* Фрагмент текста *
За долгое молчание не сердитесь, простите! Уверен я, что вы скорее припишете оное моей лености и рассеянности, нежели чему-либо дру­гому худшему. Хлопочу около своего монастырь­ка и помаленьку стараюсь приводить оный в хо­рошее состояние; мог бы надеяться с осени жить поспокойнее, ибо к сему времени должны быть отделаны строительские келии. А теперь весьма теснюсь, и то к счастию, что удалось выстроить флигелек о семи келиях, из которых в одной живу, хотя не просторно, но с теплом. Очень часто бы­ваю болен. Говорят, будто ожидает меня перемещение в Корнильев монастырь — игуменский. Братия у меня, Божиею милостию, крайне смир­ны, а я стараюсь к ним быть как можно мило­серднее и помнить оное евангельское слово: «Сын Человеческий не прииде да послужат Ему, но послужити». Бывый Семигородский строитель Мельхиседек живет ныне у меня.

Михайло Васильевич уехал в Псков. Вы не взду­маете ли побывать в Вологде? За сим честь имею пребыть Ваш нижайший богомолец

иеромонах Игнатий.

август 1832 года

Приложенное при сем письмецо прошу дос­тавить о. Игнатию, иеродиакону. Александру Фе­доровичу скажите мое усерднейшее поклонение и благодарность за присланные им четки и пара­маны.

Вашему о. игумену прошу засвидетельствовать мое почтение и за просфору благодарность — также благодетелю моему о. Сергию и прочим старцам.


Письмо 9

Возлюбленнейший о Господе Павел Петрович!

По последнему письмецу Вашему препро­вождаются к Вам тетрадки Ваши, о коих изволь­те услышать следующее:

1) Житие отца Феодора Ушакова и дополне­ние мною пересмотрено и токмо грамматичес­кие ошибки некоторые исправлены.

Потому некоторые, что все оное сочинение не по правилам писано, с смешением наречий словенского и российского. Но оно имеет ясность рассказа достаточную и некоторую оригиналь­ность занимательную; только надо надписать в заглавии, что составлено и написано самим от­цом Феофаном. Тогда для всякого очень любо­пытно читать сочинение старца, и простой его рассказ гораздо приятнее покажется, нежели красноречие кого-либо другого.

2) К беседам отца Феофана можно применить также сии последние слова. И потому в них постарался я только переправить грамматичес­кие ошибки.

(Записи из набора данных)

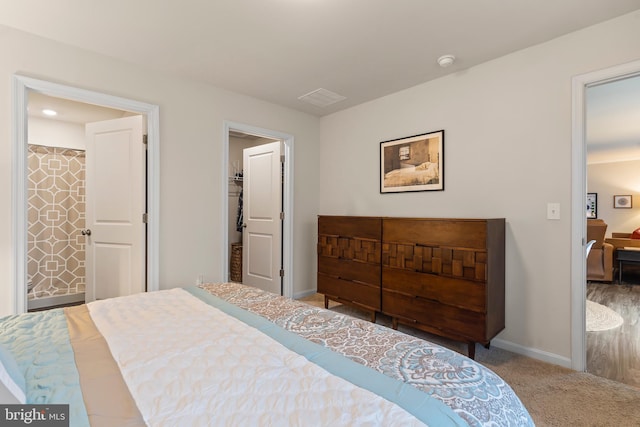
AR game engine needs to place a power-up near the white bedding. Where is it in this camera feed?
[88,289,430,426]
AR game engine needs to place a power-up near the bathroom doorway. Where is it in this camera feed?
[12,75,159,313]
[27,92,143,310]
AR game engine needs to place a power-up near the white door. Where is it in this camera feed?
[242,141,282,295]
[81,116,146,302]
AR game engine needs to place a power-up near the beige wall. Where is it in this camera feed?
[0,27,320,316]
[587,160,640,237]
[0,13,640,364]
[320,12,640,365]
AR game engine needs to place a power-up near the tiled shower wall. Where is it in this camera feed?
[27,145,85,300]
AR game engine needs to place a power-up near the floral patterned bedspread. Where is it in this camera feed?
[200,283,534,426]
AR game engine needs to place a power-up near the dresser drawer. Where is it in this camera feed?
[318,216,382,241]
[382,267,487,313]
[382,289,489,342]
[318,272,380,311]
[318,257,381,288]
[383,218,487,249]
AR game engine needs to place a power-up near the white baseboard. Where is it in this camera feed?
[293,289,317,299]
[491,338,572,369]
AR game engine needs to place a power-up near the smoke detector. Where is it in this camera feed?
[298,88,347,107]
[438,55,456,68]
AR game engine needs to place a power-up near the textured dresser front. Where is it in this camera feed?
[382,218,505,356]
[318,216,382,318]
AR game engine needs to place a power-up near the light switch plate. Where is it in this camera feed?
[547,203,560,219]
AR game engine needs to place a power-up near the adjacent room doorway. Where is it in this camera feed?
[571,61,640,371]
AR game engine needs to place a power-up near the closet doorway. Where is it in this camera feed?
[222,123,293,296]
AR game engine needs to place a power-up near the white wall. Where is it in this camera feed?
[0,27,320,316]
[319,12,640,365]
[587,160,640,237]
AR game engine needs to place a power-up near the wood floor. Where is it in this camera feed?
[587,267,640,388]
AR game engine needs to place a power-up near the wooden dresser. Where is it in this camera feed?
[318,216,382,322]
[318,216,505,358]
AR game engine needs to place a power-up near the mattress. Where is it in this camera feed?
[0,283,533,426]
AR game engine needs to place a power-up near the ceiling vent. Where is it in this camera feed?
[298,88,347,107]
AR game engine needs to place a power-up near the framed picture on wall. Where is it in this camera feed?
[613,195,633,209]
[587,193,598,219]
[380,130,444,193]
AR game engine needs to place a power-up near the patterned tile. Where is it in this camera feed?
[27,145,85,299]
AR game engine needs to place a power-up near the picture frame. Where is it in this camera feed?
[587,193,598,219]
[380,130,444,193]
[613,194,633,209]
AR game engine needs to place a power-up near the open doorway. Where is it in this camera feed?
[571,61,640,380]
[27,92,139,310]
[585,74,640,387]
[222,123,293,297]
[13,75,159,313]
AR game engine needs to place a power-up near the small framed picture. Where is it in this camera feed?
[380,130,444,193]
[613,195,633,209]
[587,193,598,219]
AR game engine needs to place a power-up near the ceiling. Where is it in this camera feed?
[0,0,640,116]
[6,0,640,162]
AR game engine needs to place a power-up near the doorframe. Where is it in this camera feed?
[11,74,160,314]
[571,60,640,371]
[220,120,294,298]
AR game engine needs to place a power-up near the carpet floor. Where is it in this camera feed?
[302,294,640,427]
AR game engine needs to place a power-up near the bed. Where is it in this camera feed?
[0,283,533,426]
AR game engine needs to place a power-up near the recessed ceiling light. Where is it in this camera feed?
[298,88,347,107]
[438,55,456,68]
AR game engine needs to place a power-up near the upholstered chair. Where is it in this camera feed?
[587,219,613,282]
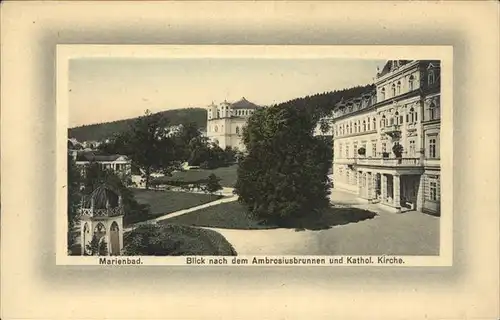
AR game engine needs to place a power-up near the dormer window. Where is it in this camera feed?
[408,75,415,91]
[427,70,436,85]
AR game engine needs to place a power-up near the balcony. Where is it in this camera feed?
[78,206,123,218]
[355,158,422,167]
[380,124,401,139]
[334,158,356,165]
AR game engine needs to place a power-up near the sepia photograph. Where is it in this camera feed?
[58,45,452,264]
[0,1,500,320]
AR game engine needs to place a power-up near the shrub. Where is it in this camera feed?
[123,224,236,256]
[235,105,332,224]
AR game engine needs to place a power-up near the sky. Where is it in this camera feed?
[69,58,385,127]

* Задание *
Перепишите дословно часть фрагмента текста между словами «По последнему письмецу» и «переправить грамматичес­кие ошибки.», включая оба.

* Полное решение *
По последнему письмецу Вашему препро­вождаются к Вам тетрадки Ваши, о коих изволь­те услышать следующее:

1) Житие отца Феодора Ушакова и дополне­ние мною пересмотрено и токмо грамматичес­кие ошибки некоторые исправлены.

Потому некоторые, что все оное сочинение не по правилам писано, с смешением наречий словенского и российского. Но оно имеет ясность рассказа достаточную и некоторую оригиналь­ность занимательную; только надо надписать в заглавии, что составлено и написано самим от­цом Феофаном. Тогда для всякого очень любо­пытно читать сочинение старца, и простой его рассказ гораздо приятнее покажется, нежели красноречие кого-либо другого.

2) К беседам отца Феофана можно применить также сии последние слова. И потому в них постарался я только переправить грамматичес­кие ошибки.